» **Entries taken from a collection**:
══════════════════════════════

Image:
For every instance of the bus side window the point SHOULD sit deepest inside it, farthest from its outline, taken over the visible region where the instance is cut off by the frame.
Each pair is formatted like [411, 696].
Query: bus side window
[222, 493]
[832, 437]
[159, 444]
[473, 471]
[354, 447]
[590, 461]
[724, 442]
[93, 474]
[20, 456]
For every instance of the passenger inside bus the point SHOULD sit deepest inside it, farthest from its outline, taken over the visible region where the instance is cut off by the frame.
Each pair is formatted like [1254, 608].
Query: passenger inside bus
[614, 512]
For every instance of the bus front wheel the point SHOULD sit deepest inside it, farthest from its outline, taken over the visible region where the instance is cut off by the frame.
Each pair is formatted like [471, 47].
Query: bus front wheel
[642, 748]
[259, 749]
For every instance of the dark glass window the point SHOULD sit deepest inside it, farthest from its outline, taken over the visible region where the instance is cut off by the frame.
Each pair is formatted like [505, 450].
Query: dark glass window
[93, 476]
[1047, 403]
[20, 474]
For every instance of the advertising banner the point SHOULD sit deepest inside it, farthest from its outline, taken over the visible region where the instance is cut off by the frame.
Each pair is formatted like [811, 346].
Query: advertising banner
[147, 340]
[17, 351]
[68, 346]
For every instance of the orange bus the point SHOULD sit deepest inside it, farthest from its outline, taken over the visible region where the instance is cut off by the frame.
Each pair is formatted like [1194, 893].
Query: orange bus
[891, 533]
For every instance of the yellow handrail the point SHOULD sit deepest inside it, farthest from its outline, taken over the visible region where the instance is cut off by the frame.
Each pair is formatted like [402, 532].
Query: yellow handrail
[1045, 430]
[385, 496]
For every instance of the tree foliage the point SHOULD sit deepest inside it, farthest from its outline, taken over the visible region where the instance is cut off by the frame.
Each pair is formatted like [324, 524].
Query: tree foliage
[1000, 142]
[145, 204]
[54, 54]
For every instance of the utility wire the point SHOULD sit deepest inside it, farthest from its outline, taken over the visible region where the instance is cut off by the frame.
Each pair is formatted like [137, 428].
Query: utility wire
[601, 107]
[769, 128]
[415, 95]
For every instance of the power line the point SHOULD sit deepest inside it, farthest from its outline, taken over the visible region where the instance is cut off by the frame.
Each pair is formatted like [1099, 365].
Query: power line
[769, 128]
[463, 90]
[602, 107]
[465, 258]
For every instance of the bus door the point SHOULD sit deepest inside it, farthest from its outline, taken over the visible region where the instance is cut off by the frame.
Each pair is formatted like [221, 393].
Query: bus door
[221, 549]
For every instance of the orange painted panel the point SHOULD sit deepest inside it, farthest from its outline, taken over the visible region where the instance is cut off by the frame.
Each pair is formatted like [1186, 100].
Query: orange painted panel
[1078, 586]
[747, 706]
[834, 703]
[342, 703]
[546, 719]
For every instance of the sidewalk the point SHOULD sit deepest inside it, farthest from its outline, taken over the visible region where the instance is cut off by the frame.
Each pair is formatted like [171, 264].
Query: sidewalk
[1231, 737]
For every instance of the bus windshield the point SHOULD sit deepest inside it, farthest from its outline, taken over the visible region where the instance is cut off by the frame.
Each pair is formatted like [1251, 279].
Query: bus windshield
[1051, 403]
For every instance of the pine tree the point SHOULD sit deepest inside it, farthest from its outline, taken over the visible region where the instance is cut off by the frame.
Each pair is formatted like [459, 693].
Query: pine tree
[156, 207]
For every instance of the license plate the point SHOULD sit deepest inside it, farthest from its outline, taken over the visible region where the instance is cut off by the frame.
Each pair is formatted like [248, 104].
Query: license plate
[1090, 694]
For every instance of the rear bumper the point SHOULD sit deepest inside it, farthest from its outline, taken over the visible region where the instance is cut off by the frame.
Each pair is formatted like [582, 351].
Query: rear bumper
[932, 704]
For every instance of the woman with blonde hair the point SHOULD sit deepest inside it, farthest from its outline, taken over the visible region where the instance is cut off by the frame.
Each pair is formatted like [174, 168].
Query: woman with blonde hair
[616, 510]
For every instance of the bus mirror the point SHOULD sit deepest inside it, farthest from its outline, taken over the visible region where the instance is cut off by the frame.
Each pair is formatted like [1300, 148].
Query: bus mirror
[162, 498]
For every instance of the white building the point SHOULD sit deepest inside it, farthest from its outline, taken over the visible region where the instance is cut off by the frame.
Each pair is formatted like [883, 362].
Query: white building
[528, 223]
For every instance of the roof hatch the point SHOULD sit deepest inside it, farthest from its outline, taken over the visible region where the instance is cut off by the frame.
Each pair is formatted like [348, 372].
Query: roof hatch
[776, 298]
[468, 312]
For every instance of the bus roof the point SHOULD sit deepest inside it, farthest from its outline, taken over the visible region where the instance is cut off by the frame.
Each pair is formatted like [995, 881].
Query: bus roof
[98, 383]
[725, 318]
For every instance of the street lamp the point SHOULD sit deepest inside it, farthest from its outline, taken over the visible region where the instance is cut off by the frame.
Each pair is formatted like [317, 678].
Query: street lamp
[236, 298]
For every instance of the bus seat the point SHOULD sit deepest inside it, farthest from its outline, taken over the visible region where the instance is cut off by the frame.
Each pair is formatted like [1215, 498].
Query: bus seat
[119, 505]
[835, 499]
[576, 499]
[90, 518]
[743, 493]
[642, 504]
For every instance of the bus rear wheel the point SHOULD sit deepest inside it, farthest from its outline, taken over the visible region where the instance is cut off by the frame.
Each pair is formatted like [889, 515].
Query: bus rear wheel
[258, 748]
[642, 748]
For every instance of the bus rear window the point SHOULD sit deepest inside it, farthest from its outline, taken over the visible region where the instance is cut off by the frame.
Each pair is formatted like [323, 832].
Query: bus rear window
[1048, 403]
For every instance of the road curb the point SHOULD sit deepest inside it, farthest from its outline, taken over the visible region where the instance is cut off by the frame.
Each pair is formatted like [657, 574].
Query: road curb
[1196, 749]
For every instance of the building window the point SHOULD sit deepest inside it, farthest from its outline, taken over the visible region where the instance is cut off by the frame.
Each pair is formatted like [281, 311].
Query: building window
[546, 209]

══════════════════════════════

» **Stated task**: Copy the rows again, starting at the line that contains "For every instance of the bus rear window" and ending at the last row, including both ends and keeping the requests. Multiply every point coordinate in the answers by 0.3 and round to whole numbers, with halves going up, but leave the numbers in the requests and their format samples unchanged.

» **Complete response**:
For every instance of the bus rear window the point SHOULD sit deepest inside it, farthest from its outline, taken over the visible region where the instance is cut off by the frame.
Each pair is formatted like [323, 832].
Query: bus rear window
[314, 121]
For every instance of the road curb the point SHOULD sit deepest inside it, farthest from its outline, taken over the visible region where the instance is cut off by the frame.
Each pair is formatted like [657, 574].
Query: road curb
[359, 225]
For every instance of the building window the point SHOULD sit deepest inside it, farthest from its outline, taken over the visible region where the instance is cut off by the frame.
Each pair is formatted like [281, 311].
Query: building window
[164, 63]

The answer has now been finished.